PROBLEM DETAILS — With the images left out, print all of the records below exactly.

Records from a data source:
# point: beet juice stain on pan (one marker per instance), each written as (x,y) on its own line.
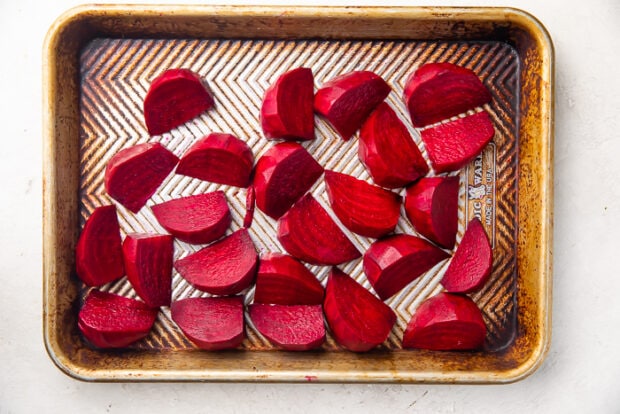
(102,113)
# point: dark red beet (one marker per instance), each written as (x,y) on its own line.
(287,110)
(392,263)
(358,320)
(225,267)
(211,323)
(452,145)
(446,322)
(432,206)
(282,175)
(388,151)
(363,208)
(472,262)
(219,158)
(111,321)
(133,175)
(99,253)
(197,219)
(175,97)
(293,328)
(250,202)
(308,233)
(346,100)
(148,263)
(438,91)
(283,280)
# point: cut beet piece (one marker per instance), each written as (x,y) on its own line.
(293,328)
(363,208)
(112,321)
(200,218)
(446,322)
(387,150)
(211,323)
(148,263)
(287,110)
(225,267)
(133,175)
(346,100)
(283,280)
(392,263)
(432,206)
(358,320)
(99,253)
(452,145)
(283,174)
(438,91)
(308,233)
(219,158)
(175,97)
(472,262)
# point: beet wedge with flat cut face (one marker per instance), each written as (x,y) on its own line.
(358,320)
(148,264)
(225,267)
(432,206)
(446,322)
(283,174)
(133,175)
(392,263)
(219,158)
(387,150)
(363,208)
(197,219)
(292,328)
(99,253)
(175,97)
(472,262)
(308,233)
(347,100)
(438,91)
(211,323)
(287,110)
(283,280)
(108,320)
(452,145)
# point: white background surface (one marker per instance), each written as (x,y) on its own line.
(582,371)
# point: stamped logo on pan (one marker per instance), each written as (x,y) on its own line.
(480,190)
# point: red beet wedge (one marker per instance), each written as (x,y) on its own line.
(392,263)
(308,233)
(174,97)
(283,280)
(219,158)
(211,323)
(225,267)
(452,145)
(438,91)
(446,322)
(293,328)
(148,263)
(472,262)
(133,175)
(111,321)
(287,110)
(363,208)
(432,206)
(346,100)
(358,320)
(388,151)
(195,219)
(99,253)
(282,175)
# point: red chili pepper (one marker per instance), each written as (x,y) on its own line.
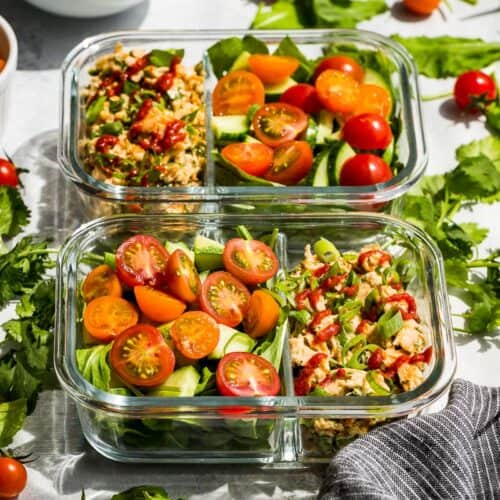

YOUR SOLUTION —
# point: beet juice stain on pan (one marker per instance), each written as (x,y) on its own line.
(102,113)
# point: dark red beet (one marker per instance), each written as (x,y) on its own line.
(287,110)
(392,263)
(358,320)
(225,267)
(211,323)
(452,145)
(446,322)
(432,206)
(282,175)
(388,151)
(363,208)
(472,262)
(219,158)
(111,321)
(133,175)
(99,253)
(197,219)
(175,97)
(293,328)
(250,202)
(308,233)
(346,100)
(148,263)
(438,91)
(283,280)
# point: cut beet piece (one marker per instance), each written as (x,y) on its own line.
(293,328)
(363,208)
(112,321)
(200,218)
(446,322)
(387,150)
(211,323)
(148,263)
(287,110)
(225,267)
(133,175)
(346,100)
(283,280)
(392,263)
(432,206)
(358,320)
(99,253)
(452,145)
(283,174)
(438,91)
(308,233)
(219,158)
(175,97)
(472,262)
# point: beet wedge with flat cut face (one marker per instance), each written as (x,y) on its own line.
(358,320)
(148,264)
(225,267)
(432,206)
(446,322)
(283,174)
(133,175)
(392,263)
(219,158)
(387,150)
(363,208)
(197,219)
(292,328)
(99,253)
(175,97)
(472,262)
(308,233)
(347,100)
(438,91)
(211,323)
(287,110)
(283,280)
(108,320)
(452,145)
# point: white background surface (one marker per instance), each written as (x,y) on its own line.
(582,371)
# point: stamped logo on pan (one marker per instance), each written as (x,y) on its own line.
(480,190)
# point: red beet wedge (one marker per instance), each written as (x,y) on its own line.
(392,263)
(308,233)
(174,97)
(283,280)
(219,158)
(211,323)
(225,267)
(452,145)
(438,91)
(446,322)
(293,328)
(148,263)
(472,262)
(133,175)
(111,321)
(287,110)
(363,208)
(432,206)
(346,100)
(358,320)
(388,151)
(195,219)
(99,253)
(282,175)
# point: red chili pepper (one marker per instance), each written as (x,y) on its own line.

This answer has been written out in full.